STATED GOAL: Repeat word for word the line with "find blue t-shirt" and every line after it until the records below run out.

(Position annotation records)
■ ■ ■ ■
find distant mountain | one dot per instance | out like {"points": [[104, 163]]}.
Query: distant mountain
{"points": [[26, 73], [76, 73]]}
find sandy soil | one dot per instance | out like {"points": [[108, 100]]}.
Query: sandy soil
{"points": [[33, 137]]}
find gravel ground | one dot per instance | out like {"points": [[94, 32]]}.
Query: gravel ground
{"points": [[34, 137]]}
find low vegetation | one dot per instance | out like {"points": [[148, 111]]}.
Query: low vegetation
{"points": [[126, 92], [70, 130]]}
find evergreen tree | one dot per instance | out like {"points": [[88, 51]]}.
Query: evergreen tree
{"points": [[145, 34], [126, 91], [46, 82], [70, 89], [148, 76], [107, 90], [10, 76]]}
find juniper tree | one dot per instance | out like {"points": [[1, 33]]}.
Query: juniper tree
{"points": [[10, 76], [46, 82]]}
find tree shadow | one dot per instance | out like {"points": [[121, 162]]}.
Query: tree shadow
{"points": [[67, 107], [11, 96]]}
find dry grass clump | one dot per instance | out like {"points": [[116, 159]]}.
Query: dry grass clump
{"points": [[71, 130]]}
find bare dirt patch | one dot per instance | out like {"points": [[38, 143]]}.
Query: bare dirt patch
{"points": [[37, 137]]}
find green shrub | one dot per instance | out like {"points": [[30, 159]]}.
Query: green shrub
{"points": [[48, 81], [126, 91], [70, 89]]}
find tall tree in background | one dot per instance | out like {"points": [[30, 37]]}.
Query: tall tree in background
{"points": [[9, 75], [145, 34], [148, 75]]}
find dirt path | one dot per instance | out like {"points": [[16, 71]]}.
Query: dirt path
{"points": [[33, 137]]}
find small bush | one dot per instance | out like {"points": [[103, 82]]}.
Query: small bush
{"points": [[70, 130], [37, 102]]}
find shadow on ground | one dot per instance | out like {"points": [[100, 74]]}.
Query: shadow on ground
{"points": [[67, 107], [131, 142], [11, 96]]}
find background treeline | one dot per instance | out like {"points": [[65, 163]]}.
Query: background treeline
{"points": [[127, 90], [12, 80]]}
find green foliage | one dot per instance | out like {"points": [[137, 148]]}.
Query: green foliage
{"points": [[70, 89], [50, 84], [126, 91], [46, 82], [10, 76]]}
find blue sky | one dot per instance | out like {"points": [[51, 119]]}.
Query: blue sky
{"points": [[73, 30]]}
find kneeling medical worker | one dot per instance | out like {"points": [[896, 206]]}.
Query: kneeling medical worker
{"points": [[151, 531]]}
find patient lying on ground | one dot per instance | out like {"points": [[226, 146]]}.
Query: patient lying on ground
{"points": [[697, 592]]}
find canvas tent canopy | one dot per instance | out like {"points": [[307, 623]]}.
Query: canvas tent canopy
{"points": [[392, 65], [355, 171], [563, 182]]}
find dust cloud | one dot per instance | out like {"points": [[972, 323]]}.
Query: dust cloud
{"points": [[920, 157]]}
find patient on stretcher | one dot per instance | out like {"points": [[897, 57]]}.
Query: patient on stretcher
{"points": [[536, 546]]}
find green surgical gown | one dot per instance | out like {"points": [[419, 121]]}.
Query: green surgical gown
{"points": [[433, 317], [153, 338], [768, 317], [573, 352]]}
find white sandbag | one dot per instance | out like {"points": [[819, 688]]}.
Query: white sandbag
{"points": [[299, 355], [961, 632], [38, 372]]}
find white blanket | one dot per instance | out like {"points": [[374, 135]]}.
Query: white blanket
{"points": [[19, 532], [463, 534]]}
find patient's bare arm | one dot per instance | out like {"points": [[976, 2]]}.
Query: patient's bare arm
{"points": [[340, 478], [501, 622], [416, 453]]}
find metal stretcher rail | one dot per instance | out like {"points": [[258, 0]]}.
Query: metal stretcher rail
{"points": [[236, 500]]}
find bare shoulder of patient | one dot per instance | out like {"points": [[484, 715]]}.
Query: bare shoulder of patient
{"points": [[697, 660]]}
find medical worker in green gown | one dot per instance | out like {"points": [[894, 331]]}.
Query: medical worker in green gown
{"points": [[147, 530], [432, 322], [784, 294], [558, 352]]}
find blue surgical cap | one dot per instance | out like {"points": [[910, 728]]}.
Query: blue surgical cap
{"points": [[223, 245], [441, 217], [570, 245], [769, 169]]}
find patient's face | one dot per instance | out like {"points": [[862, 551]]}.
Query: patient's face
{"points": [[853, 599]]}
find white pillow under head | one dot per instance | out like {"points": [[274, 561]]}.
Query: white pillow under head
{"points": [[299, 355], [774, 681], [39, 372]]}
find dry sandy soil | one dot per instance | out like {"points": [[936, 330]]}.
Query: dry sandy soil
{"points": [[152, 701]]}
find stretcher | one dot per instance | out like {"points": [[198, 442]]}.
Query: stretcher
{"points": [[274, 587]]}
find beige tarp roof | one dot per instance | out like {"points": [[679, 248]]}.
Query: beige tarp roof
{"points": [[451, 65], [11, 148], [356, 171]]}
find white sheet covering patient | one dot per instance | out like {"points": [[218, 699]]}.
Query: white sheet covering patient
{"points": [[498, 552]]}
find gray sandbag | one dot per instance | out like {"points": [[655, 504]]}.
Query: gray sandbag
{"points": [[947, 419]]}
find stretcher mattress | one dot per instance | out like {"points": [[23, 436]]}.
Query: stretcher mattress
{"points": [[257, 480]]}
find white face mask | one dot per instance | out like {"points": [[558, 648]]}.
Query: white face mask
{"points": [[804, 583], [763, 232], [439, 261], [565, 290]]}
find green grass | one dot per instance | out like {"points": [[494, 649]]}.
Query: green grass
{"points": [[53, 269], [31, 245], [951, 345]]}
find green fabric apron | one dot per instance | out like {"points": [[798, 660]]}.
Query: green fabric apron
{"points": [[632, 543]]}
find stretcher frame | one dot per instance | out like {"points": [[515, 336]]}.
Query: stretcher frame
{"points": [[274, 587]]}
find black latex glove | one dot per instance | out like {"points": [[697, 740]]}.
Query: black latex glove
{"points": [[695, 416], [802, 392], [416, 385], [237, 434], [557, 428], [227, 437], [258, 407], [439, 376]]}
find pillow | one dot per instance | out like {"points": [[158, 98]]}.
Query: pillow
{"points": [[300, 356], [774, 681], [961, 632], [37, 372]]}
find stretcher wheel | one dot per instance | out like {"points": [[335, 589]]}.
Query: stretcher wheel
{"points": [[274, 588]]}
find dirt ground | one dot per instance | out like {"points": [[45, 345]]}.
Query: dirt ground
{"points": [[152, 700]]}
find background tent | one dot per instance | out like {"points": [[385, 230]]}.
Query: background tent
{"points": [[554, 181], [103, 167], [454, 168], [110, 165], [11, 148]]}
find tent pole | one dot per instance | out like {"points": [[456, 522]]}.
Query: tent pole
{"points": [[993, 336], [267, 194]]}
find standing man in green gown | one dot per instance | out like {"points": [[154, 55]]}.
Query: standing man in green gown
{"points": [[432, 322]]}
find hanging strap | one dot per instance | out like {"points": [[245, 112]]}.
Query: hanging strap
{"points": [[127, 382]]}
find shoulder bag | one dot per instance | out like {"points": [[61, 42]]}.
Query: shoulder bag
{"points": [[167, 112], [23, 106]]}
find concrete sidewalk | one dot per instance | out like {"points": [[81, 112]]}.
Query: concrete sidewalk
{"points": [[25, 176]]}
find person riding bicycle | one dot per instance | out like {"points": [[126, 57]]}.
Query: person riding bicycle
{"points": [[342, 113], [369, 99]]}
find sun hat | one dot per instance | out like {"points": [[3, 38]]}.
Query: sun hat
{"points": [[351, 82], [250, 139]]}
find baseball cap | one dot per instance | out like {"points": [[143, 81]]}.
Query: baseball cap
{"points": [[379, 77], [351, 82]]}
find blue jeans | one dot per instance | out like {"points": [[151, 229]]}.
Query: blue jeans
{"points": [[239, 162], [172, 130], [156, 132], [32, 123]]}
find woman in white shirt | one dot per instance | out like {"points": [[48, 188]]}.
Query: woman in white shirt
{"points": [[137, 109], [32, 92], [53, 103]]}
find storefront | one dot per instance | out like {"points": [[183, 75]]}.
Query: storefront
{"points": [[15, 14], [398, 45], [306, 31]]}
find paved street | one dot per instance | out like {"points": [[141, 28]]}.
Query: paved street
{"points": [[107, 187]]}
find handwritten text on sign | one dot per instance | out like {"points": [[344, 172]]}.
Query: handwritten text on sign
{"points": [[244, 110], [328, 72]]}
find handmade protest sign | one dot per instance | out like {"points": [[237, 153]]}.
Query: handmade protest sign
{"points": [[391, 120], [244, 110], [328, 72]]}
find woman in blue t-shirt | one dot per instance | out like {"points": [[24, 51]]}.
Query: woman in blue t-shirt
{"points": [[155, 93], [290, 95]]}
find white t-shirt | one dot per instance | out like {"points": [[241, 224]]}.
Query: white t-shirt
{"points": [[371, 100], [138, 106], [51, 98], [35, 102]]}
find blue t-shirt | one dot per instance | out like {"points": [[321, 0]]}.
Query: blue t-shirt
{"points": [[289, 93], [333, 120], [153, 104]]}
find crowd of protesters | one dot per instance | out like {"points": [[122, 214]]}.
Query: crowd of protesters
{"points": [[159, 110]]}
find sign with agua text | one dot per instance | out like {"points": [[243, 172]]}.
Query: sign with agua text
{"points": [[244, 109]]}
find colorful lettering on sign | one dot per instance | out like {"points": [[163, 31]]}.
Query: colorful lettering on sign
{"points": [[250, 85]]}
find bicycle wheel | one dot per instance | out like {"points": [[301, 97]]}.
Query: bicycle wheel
■ ■ ■ ■
SOLUTION TO THIS TASK:
find blue t-shirt | one dot per instance | out like {"points": [[321, 0]]}.
Query: blue t-shirt
{"points": [[289, 93], [333, 120], [153, 104]]}
find crowd of protesters | one dot per instance | out like {"points": [[122, 214]]}.
Query: crowd of protesters
{"points": [[159, 110]]}
find sign with agua text | one dot per instance | out like {"points": [[243, 172]]}.
Query: sign with agua text
{"points": [[244, 109]]}
find colorful lettering on sign | one dot per instance | out like {"points": [[163, 31]]}.
Query: colorful lettering on sign
{"points": [[250, 85]]}
find bicycle wheel | one dot per instance | out like {"points": [[301, 97]]}.
Query: bicycle wheel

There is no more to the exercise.